[TO DO]
a) From the text on autism and daily wellbeing, extract everything from "Of course the" down to "in daily life.".
b) According to the text on autism and daily wellbeing, which four pillars of certainty does the author name?

[TEXT]
John McCraith Autism Specialist, National Learning Network, Waterford
Here at the Rehab Group we are passionate about the lived experience of individuals with autism. During this month of autism awareness we collectively take into more conscious consideration the needs of individuals with this condition We reflect on, and action into best practice, interventions and person-centered supports that contribute to the qualitative improvement of the lives of individuals on the autism spectrum.
Of course the current situation that we find ourselves in here in Ireland and globally, is presenting challenges that require of us all to find new and creative ways to live our daily lives. We all need to be informed, but make sure that the media you watch or listen to about the pandemic does not unnecessarily make uncertainty and fear greater than necessary. As a Psychotherapist who specialises in supporting adults on the autism spectrum, I have had to give reconsideration to the nature of my work and how best to provide supports during this time of ‘new normal’.
I would like to offer to individuals on the autism spectrum, caregivers and family members, who find themselves supporting loved ones with autism, some practical touchstone points to keep in mind to maintain wellbeing in daily life.
Wisdom I have learned from people on the spectrum ‘be brief, and get to the point’, with that in mind here we go…
Time has fundamentally taken on a new dimension and meaning because of the current situation. It has given way to all sorts of uncertainty. Unstructured time and uncertainty pose enormous challenge for people on the autism spectrum. The psychological void between certainty and uncertainty give way to stress and anxiety. When we take the big concepts that are occurring globally and turn that uncertainty into manageable concrete things we can control in our daily lives, we can create certainty and predictability. For someone on the spectrum yourself or a family member supporting a loved one, I would ask you to give consideration to the following pillars of certainty. Incorporating some that are appropriate into your life will give a sense of predictability and consequently facilitate proactive coping.
Structure – Connection – Movement- Creativity
Get up at the same time every day
Go to bed at the same time every night
Have your lunch and dinner at the normal time
Make your bed every morning
Dependent on weather, take exercise outdoors at the same time each day (Always remember social/physical distance)

[INFORMATION SUPPLIED]
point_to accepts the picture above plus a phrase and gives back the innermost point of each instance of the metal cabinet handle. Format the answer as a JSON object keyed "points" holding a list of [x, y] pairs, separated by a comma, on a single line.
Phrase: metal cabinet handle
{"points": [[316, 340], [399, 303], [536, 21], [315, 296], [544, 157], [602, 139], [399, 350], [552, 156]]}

==

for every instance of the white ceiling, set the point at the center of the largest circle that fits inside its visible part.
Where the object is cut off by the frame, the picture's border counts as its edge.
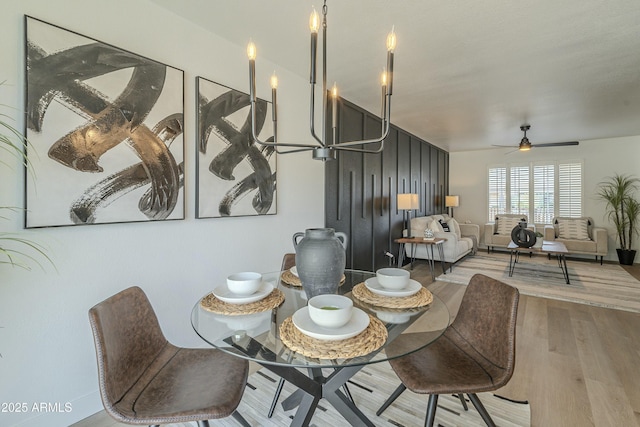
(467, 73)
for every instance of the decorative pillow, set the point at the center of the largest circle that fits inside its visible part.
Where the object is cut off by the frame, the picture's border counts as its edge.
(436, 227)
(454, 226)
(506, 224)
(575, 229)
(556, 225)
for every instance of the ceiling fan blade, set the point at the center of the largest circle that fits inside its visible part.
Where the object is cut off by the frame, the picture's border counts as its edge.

==

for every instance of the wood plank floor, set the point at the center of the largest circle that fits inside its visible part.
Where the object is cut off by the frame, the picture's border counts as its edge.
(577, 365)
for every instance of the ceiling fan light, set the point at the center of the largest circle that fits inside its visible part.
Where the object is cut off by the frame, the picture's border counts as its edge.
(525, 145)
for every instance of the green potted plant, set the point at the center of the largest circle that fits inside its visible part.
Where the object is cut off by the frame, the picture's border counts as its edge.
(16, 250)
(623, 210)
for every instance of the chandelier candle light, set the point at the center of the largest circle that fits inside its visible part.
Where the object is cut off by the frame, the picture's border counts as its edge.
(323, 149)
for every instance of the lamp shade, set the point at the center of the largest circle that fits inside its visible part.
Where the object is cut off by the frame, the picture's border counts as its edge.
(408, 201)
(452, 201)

[SOLUTION SET]
a)
Of course the current situation that we find ourselves in here in Ireland and globally, is presenting challenges that require of us all to find new and creative ways to live our daily lives. We all need to be informed, but make sure that the media you watch or listen to about the pandemic does not unnecessarily make uncertainty and fear greater than necessary. As a Psychotherapist who specialises in supporting adults on the autism spectrum, I have had to give reconsideration to the nature of my work and how best to provide supports during this time of ‘new normal’.
I would like to offer to individuals on the autism spectrum, caregivers and family members, who find themselves supporting loved ones with autism, some practical touchstone points to keep in mind to maintain wellbeing in daily life.

b) Structure, Connection, Movement and Creativity.